EXERCISE GOAL
Put every line of the records below into a JSON list of strings, one string per line, leaving out any blank lines.

Rows from a dataset:
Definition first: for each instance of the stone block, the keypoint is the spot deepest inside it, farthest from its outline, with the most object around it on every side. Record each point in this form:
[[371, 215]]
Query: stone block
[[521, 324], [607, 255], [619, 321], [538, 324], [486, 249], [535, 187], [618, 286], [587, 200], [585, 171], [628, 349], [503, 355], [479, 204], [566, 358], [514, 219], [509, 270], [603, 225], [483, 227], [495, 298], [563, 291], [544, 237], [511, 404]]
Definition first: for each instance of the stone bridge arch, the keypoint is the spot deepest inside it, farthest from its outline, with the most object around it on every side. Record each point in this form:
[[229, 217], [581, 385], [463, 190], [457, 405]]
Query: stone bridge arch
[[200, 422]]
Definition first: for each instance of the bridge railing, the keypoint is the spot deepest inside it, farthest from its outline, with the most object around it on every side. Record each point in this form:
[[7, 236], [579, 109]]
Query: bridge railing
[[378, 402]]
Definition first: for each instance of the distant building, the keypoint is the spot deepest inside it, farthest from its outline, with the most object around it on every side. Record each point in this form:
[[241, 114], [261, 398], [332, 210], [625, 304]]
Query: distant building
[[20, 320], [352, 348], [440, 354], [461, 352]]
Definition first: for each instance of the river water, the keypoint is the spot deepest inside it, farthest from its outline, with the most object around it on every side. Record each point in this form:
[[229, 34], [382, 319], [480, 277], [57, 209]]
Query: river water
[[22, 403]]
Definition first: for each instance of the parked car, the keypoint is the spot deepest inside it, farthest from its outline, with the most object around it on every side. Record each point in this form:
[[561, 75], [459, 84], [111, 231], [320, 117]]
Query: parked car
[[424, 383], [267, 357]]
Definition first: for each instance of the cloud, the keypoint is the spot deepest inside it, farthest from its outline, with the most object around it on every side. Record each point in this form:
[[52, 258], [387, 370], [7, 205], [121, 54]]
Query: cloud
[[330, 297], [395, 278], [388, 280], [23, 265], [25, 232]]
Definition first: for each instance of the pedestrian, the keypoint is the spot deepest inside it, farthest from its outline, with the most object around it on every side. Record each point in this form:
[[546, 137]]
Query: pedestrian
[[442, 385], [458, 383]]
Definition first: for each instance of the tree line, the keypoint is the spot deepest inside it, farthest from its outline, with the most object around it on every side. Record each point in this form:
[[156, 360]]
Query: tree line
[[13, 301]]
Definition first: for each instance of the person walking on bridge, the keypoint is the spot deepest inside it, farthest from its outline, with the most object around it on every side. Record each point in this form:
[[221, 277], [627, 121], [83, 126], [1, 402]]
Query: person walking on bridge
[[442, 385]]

CORRECT RESPONSE
[
  "Definition first: for each instance of the stone block, the keypoint is the spot deepest inside it, farthest from its outline, with the most object around it on every side. Record each point in this form:",
  "[[371, 215]]",
  "Query: stone block",
  "[[521, 324], [607, 255], [619, 321], [538, 324], [486, 249], [535, 187], [618, 286], [587, 200], [585, 171], [628, 349], [503, 355], [479, 204], [566, 358], [514, 219], [509, 270], [603, 225], [483, 227], [495, 298], [563, 291], [544, 237], [511, 404]]",
  "Definition first: for each instance of the stone bridge arch, the keypoint is the spot deepest inside it, farthest from its outline, with the most object around it on every side. Record each point in this form:",
  "[[229, 217], [581, 385], [463, 190], [457, 405]]",
  "Query: stone bridge arch",
  "[[200, 422]]",
  "Definition first: for each instance of the bridge railing, the keypoint is the spot deepest inside it, farthest from its outline, with the most object around it on every side. Record each point in this form:",
  "[[7, 236], [579, 109]]",
  "Query: bridge railing",
  "[[378, 402]]",
  "Definition first: for each instance of the distant building, the keypoint is the spot deepest inside it, farthest from its outline, with the most object around it on every side. Record each point in this form:",
  "[[241, 114], [261, 398], [332, 210], [625, 304]]",
  "Query: distant building",
  "[[20, 320], [352, 348], [440, 354], [461, 352]]",
  "Definition first: for each instance of the river water, the keypoint is the spot deepest inside it, farthest from its outline, with the most object around it on every side. Record each point in this form:",
  "[[229, 34], [382, 319], [480, 277], [57, 209]]",
  "Query: river water",
  "[[22, 403]]",
  "Definition first: for each instance of the parked car, the keypoint is the spot deepest inside it, farthest from its outline, with the most object around it on every side. Record each point in this form:",
  "[[561, 75], [459, 84], [111, 231], [320, 117]]",
  "Query: parked car",
  "[[424, 383], [267, 357]]",
  "Definition first: for each instance of the cloud, the keypoint is the spot deepest inside it, farthest from its outline, with the most object around it on every side. Record each point in this form:",
  "[[52, 258], [387, 370], [7, 205], [121, 54]]",
  "Query: cloud",
  "[[330, 297], [395, 278], [388, 280], [23, 265], [25, 232]]",
  "Definition first: for each instance of the pedestrian, the keypoint is the spot deepest inside it, farthest from its outline, with the most object around it on every side. Record each point in this form:",
  "[[546, 137]]",
  "Query: pedestrian",
  "[[442, 385], [458, 383]]",
  "Definition first: for each instance of the tree line, the keypoint is the spot deepest inside it, farthest from its outline, with the most object around it on every side. Record each point in this form:",
  "[[156, 360]]",
  "Query: tree line",
  "[[13, 301]]",
  "Definition first: for each instance of the person walking on bridge, the keypoint is the spot deepest inside it, farthest from its outline, with the most object around it on every side. Record each point in this form:",
  "[[221, 277], [627, 121], [83, 126], [1, 402]]",
  "Query: person walking on bridge",
  "[[442, 385]]"
]